======== Stored rows ========

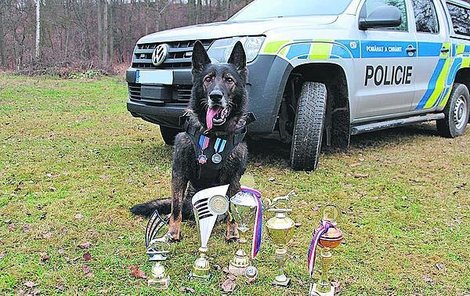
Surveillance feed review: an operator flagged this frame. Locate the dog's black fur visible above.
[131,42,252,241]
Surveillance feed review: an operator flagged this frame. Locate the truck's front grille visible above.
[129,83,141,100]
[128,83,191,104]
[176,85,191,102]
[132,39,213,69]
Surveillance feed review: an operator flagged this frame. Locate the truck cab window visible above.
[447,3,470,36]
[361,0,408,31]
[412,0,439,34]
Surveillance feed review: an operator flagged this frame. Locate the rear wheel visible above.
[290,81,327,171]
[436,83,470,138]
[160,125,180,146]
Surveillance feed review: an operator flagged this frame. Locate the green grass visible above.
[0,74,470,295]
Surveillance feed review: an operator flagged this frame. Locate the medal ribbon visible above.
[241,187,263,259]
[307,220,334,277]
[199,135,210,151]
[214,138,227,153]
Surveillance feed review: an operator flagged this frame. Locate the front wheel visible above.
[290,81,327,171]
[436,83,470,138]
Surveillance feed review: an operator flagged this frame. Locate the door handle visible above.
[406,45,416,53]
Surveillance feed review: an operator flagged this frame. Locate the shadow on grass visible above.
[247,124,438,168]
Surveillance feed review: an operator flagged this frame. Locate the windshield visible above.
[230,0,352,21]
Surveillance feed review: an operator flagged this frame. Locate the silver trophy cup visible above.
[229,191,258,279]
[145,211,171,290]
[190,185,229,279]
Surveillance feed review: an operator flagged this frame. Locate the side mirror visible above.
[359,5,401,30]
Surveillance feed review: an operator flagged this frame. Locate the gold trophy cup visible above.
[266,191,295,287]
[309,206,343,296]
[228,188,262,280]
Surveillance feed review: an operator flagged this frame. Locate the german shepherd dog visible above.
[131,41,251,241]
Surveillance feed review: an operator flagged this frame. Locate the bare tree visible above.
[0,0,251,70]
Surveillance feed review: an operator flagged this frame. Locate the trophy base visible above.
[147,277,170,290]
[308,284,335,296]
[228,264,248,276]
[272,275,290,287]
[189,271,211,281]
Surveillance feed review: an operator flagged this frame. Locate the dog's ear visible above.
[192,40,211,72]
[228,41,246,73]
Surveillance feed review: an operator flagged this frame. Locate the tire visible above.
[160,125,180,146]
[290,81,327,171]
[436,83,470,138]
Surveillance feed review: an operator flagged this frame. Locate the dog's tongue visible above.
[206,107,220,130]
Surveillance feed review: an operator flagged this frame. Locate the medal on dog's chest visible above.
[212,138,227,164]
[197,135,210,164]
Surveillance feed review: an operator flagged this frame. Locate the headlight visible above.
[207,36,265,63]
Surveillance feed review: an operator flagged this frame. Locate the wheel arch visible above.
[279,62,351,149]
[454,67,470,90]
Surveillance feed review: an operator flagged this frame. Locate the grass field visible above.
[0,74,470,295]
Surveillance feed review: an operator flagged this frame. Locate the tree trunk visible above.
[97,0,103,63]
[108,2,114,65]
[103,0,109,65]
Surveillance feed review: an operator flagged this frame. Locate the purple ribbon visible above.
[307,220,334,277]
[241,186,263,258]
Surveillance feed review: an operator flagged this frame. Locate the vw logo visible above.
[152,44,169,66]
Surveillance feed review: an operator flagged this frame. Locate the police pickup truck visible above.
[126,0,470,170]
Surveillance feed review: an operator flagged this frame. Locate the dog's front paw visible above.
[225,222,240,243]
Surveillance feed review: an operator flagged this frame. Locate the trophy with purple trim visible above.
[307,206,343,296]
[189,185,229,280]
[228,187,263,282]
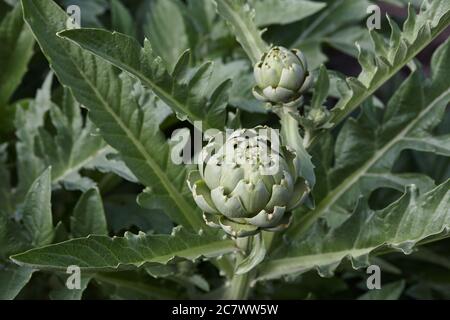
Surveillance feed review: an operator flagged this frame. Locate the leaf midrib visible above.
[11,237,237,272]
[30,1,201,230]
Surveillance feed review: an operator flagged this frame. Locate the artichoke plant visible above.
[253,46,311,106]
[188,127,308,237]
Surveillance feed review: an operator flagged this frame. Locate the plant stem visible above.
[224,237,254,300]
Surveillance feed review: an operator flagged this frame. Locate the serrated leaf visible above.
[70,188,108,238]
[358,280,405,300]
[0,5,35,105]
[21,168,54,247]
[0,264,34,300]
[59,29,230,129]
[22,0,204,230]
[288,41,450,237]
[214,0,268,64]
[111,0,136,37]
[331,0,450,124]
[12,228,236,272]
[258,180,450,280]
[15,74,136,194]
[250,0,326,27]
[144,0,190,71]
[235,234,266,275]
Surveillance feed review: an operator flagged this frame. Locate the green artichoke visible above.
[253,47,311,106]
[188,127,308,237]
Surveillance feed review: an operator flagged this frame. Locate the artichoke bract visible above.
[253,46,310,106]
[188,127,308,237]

========
======== Stored rows ========

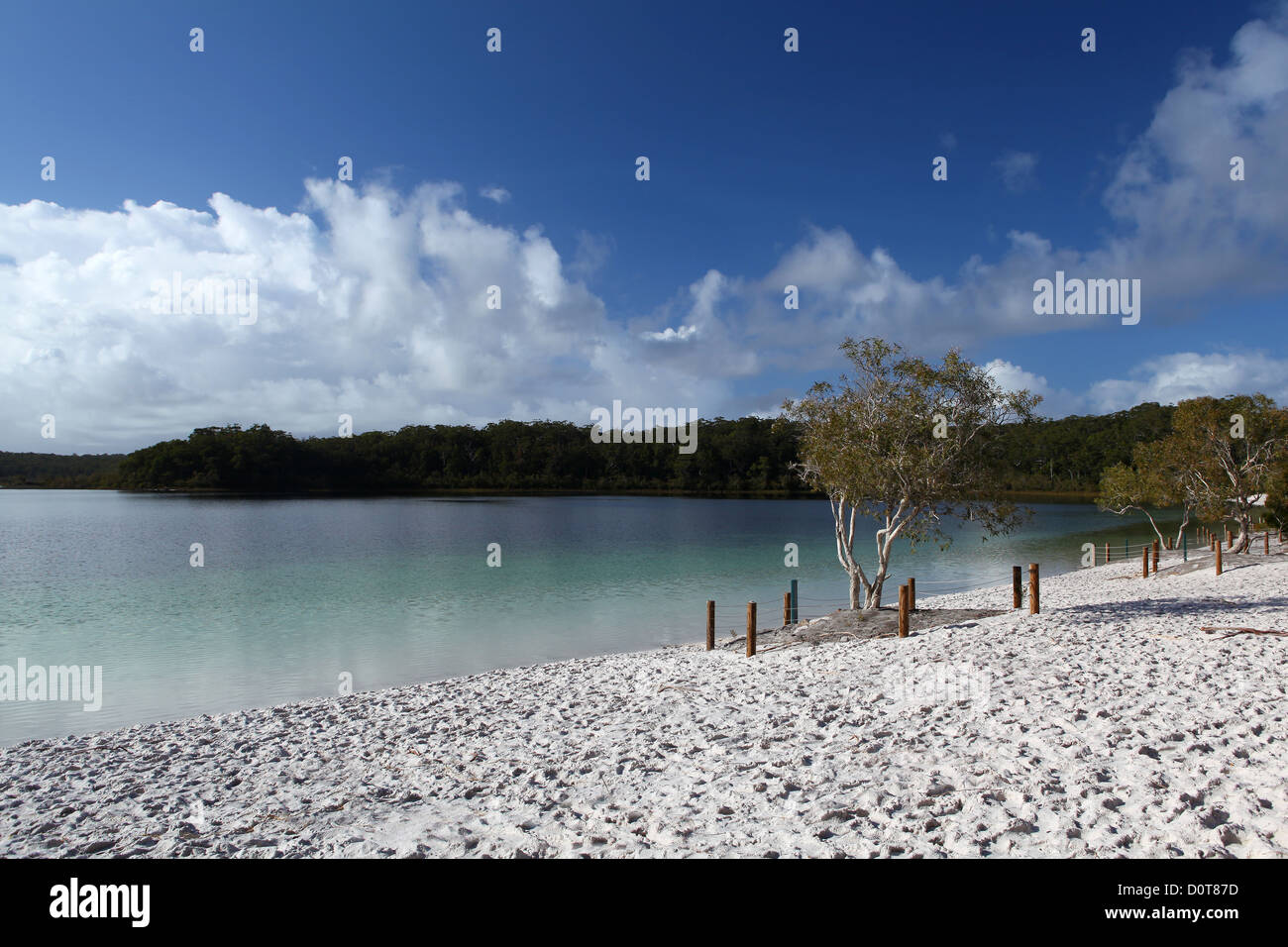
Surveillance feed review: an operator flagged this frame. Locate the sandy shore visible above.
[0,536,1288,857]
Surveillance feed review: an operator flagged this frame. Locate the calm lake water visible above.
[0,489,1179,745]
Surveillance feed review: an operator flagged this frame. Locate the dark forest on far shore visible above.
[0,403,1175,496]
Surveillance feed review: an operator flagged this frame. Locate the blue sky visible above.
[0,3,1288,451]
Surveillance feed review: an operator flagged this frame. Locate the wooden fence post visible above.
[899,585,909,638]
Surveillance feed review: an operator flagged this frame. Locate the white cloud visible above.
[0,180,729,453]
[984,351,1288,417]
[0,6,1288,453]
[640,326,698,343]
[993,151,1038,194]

========

Short problem →
Copy out, word for word, everything in the data from the line containing "trim visible above." down to the line containing "[228,187,263,282]", including both of those lines.

Expected output →
Surveillance feed review: an operator flagged this frame. Locate the trophy with purple trim visible above.
[307,206,343,296]
[189,185,229,280]
[228,187,263,282]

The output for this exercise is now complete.